Request: Swap every "find" in the listing for "locate", keeping everything else the same, and leave the pictures out of your answer.

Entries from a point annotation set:

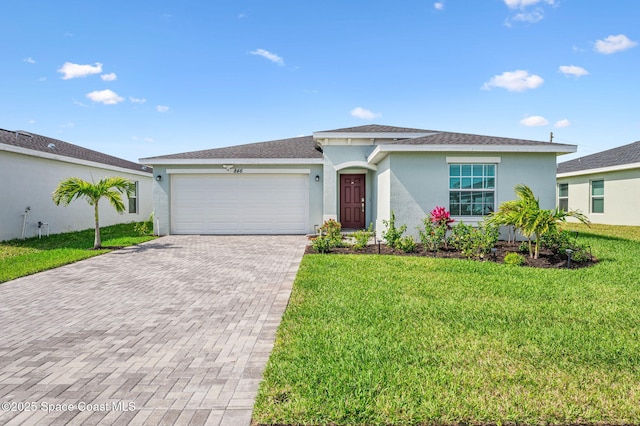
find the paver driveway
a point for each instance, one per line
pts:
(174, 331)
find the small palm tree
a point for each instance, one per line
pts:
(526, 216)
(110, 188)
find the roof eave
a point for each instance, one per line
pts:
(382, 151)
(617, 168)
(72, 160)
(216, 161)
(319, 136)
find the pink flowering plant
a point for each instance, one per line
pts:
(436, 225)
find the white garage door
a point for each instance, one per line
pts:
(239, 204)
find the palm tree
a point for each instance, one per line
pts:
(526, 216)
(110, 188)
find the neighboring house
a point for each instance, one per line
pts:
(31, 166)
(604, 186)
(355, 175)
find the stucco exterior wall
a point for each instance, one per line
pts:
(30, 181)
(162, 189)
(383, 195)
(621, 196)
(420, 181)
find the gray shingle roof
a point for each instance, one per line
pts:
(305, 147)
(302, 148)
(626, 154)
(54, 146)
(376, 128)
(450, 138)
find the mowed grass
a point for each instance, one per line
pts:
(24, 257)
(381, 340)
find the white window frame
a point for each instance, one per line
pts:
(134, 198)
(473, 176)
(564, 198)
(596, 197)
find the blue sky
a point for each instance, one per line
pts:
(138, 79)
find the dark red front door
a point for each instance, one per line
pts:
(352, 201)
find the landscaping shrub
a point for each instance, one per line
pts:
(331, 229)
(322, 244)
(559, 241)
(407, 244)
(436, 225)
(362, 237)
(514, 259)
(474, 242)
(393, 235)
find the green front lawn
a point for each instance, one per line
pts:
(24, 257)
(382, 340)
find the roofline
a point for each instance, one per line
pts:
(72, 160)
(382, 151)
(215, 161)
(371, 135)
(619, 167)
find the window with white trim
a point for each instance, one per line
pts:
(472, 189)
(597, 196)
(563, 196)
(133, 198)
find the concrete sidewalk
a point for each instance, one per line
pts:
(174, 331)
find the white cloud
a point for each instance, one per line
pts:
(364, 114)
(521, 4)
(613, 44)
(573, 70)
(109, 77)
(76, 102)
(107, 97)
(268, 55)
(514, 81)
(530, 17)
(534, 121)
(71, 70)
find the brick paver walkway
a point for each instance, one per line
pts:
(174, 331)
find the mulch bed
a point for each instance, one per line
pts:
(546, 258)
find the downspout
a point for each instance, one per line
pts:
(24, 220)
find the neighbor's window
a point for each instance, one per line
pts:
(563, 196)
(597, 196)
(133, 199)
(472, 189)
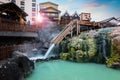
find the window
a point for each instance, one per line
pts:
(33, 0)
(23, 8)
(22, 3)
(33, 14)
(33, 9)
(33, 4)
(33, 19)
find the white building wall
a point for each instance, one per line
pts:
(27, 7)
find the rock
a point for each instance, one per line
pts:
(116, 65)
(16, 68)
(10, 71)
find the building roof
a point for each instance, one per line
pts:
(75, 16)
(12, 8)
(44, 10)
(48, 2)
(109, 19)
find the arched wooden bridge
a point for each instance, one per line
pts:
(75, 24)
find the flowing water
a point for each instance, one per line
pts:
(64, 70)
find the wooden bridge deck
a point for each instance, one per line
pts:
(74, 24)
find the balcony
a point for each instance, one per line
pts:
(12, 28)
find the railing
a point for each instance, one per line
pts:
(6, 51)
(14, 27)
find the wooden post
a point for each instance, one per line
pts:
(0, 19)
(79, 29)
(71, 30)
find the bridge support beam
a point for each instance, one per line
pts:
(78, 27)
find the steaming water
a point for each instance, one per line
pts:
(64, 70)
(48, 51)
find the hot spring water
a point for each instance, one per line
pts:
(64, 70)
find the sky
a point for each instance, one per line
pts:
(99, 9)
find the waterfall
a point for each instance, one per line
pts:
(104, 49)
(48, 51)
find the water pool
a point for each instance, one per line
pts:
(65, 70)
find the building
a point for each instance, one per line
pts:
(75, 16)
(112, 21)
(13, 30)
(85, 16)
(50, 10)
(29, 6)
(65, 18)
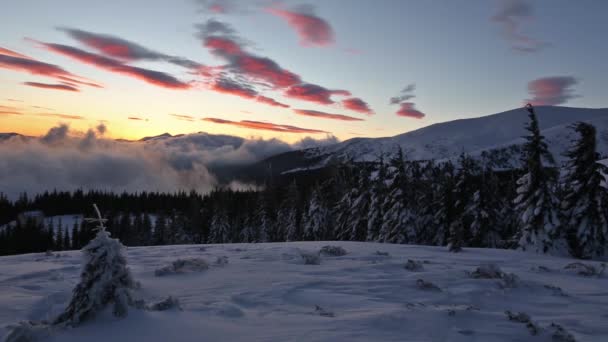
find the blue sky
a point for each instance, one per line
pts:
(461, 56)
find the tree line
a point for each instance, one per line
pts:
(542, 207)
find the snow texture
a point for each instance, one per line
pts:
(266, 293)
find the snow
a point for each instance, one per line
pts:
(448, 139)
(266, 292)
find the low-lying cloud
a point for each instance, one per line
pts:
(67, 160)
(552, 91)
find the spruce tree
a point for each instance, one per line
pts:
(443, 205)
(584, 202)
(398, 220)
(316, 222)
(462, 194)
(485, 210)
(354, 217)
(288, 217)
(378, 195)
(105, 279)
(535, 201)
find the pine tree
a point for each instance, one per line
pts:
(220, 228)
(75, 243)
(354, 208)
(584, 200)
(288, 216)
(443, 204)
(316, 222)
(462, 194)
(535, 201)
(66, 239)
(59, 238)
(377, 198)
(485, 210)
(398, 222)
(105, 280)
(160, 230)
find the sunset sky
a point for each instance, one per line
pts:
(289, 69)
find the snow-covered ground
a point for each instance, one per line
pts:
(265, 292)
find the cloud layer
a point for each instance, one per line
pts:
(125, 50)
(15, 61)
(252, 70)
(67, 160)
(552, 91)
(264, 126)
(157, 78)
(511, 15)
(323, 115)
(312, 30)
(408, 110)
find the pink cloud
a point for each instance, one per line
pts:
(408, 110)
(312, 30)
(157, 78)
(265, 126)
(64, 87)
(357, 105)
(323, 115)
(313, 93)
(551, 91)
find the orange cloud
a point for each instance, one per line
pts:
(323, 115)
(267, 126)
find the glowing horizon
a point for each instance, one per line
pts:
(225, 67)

Solution below:
locate the paver driveway
a point for each instance, one per line
pts:
(174, 331)
locate the small palm tree
a point for each instance, one per line
pts:
(526, 216)
(110, 188)
locate the roof eave
a point for each instance, one per line
pts:
(382, 151)
(617, 168)
(72, 160)
(216, 161)
(319, 136)
locate the pink flowering plant
a point for each instance, one per line
pts:
(436, 225)
locate the white garage door
a point for each instance, one per line
pts:
(239, 204)
locate the palm tree
a point for each instance, one per line
pts:
(526, 216)
(110, 188)
locate the neighboring house
a point for each instance, one per line
pts:
(31, 166)
(604, 186)
(355, 175)
locate the stucco exterior wall
a point for each instance, one per line
pts:
(30, 181)
(162, 189)
(383, 195)
(621, 196)
(420, 181)
locate the gray shingle roof
a point for each instance, one per line
pts:
(305, 147)
(302, 148)
(626, 154)
(54, 146)
(376, 128)
(450, 138)
locate the mowed grass
a point for each instance, one per line
pts:
(24, 257)
(381, 340)
locate the white window frame
a point for each instance, one per line
pts:
(134, 198)
(473, 176)
(564, 198)
(596, 197)
locate the blue sky
a point for each instance, one per line
pts:
(138, 79)
locate the dark red front door
a point for each instance, one per line
pts:
(352, 201)
locate the landscaping shrub
a point for each instance, one per line
pts:
(331, 229)
(322, 244)
(559, 241)
(407, 244)
(436, 225)
(362, 237)
(514, 259)
(474, 242)
(393, 235)
locate the green front lawn
a point for each instance, one per line
pts:
(24, 257)
(382, 340)
locate the roofline
a point for each instance, one per line
pts:
(72, 160)
(382, 151)
(215, 161)
(371, 135)
(619, 167)
locate the window with white trim
a point for each instance, one per line
pts:
(472, 189)
(597, 196)
(563, 196)
(133, 198)
locate the concrete sidewalk
a point for each instance, one per line
pts:
(174, 331)
locate the white cloud
a point for each instance, one per line
pts:
(364, 114)
(521, 4)
(613, 44)
(573, 70)
(109, 77)
(76, 102)
(107, 97)
(268, 55)
(514, 81)
(530, 17)
(534, 121)
(71, 70)
locate the brick paver walkway
a point for each instance, one per line
pts:
(174, 331)
locate the mulch bed
a point for each instance, one per line
pts:
(546, 258)
locate the downspout
a point for each instance, one per line
pts:
(24, 220)
locate the neighbor's window
a point for each instance, one per line
pts:
(563, 196)
(597, 196)
(133, 199)
(472, 189)
locate the window
a point for each instance, one per line
pts:
(33, 0)
(23, 8)
(22, 3)
(33, 14)
(33, 9)
(33, 4)
(33, 19)
locate the white building wall
a point for each instance, one per line
pts:
(27, 7)
locate the rock
a point for each instance, one per line
pts:
(116, 65)
(16, 68)
(10, 71)
locate the building roof
a point for each instance, one per line
pts:
(75, 16)
(12, 8)
(44, 10)
(48, 2)
(109, 19)
locate the arched wooden bridge
a point for each instance, one per line
pts:
(75, 24)
locate the flowing water
a point for each instance, one per line
pts:
(64, 70)
locate the wooden bridge deck
a point for each instance, one per line
pts:
(74, 24)
locate the balcony
a point for each instance, one per line
pts:
(12, 28)
locate the railing
a point for each instance, one per line
pts:
(6, 51)
(14, 27)
locate the wooden post
a point for each instance, one per line
pts:
(0, 19)
(79, 29)
(71, 30)
locate the bridge support beam
a point for each instance, one per line
pts:
(78, 27)
locate the steaming water
a point for each instance, one per line
pts:
(64, 70)
(48, 51)
locate the hot spring water
a point for each instance, one per line
pts:
(64, 70)
locate the sky
a point for each instance, one per line
pts:
(99, 9)
locate the waterfall
a point for each instance, one per line
pts:
(104, 49)
(48, 51)
locate the water pool
a point for each instance, one per line
pts:
(65, 70)
locate the building
a point for each instance, one per line
pts:
(75, 16)
(112, 21)
(13, 30)
(85, 16)
(50, 10)
(29, 6)
(65, 18)
locate the blue sky
a point for each instance, one per line
pts:
(461, 56)
locate the tree line
a point for each instance, one per line
pts:
(542, 207)
locate the snow texture
a point for each instance, one per line
pts:
(266, 293)
locate the snow
a point for each instance, one per line
pts:
(448, 139)
(266, 292)
locate the low-lying cloud
a point for each instance, one per line
pts:
(67, 160)
(552, 91)
locate the spruce tree
a point for each instance, one per line
pts:
(443, 205)
(584, 202)
(398, 220)
(316, 222)
(462, 194)
(485, 210)
(354, 217)
(288, 217)
(378, 195)
(105, 279)
(535, 201)
locate the pine tree
a point for each instance, one per line
pts:
(220, 228)
(75, 243)
(354, 208)
(584, 200)
(288, 216)
(443, 204)
(316, 222)
(462, 194)
(535, 201)
(66, 239)
(59, 238)
(377, 198)
(485, 210)
(398, 222)
(105, 280)
(160, 230)
locate the sunset sky
a point for each instance, one per line
pts:
(289, 69)
locate the snow-covered ground
a point for each instance, one per line
pts:
(265, 292)
locate the cloud layer
a point for each instance, one per line
pts:
(125, 50)
(15, 61)
(252, 70)
(67, 160)
(552, 91)
(264, 126)
(157, 78)
(511, 15)
(323, 115)
(312, 30)
(408, 110)
locate the pink cloud
a point for each instance, one per line
pts:
(408, 110)
(312, 30)
(157, 78)
(265, 126)
(64, 87)
(357, 105)
(323, 115)
(313, 93)
(551, 91)
locate the orange cloud
a point for each instance, one per line
pts:
(323, 115)
(267, 126)
locate the glowing horizon
a point for each instance, one per line
pts:
(225, 67)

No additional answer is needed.